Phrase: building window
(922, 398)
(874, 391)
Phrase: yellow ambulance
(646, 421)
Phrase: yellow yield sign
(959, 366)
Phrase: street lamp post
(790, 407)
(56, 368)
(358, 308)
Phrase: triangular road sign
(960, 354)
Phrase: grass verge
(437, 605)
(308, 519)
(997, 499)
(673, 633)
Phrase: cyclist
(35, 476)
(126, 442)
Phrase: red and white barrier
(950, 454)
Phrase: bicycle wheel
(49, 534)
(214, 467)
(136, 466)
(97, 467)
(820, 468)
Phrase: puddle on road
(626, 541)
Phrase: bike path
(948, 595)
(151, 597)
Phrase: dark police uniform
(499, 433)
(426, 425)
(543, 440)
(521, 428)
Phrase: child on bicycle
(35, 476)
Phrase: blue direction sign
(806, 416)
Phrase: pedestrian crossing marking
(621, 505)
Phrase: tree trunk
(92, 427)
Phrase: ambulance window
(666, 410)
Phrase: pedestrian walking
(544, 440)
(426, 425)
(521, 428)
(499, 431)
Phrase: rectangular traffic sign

····················

From the line containing "Phrase: bicycle wheel" to the last line of the records above, please write out every line exactly and add nothing.

Phrase: bicycle wheel
(49, 534)
(214, 467)
(136, 466)
(97, 467)
(820, 468)
Phrase: puddle on road
(626, 541)
Phrase: bike path
(948, 595)
(151, 597)
Phrase: dark police uniform
(499, 433)
(426, 425)
(543, 440)
(521, 428)
Phrase: child on bicycle
(35, 476)
Phrase: blue direction sign
(806, 416)
Phrase: pedestrian crossing marking
(621, 505)
Phrase: tree trunk
(92, 427)
Phrase: ambulance window
(666, 410)
Phrase: pedestrian walking
(544, 440)
(426, 425)
(521, 428)
(499, 431)
Phrase: rectangular traffic sign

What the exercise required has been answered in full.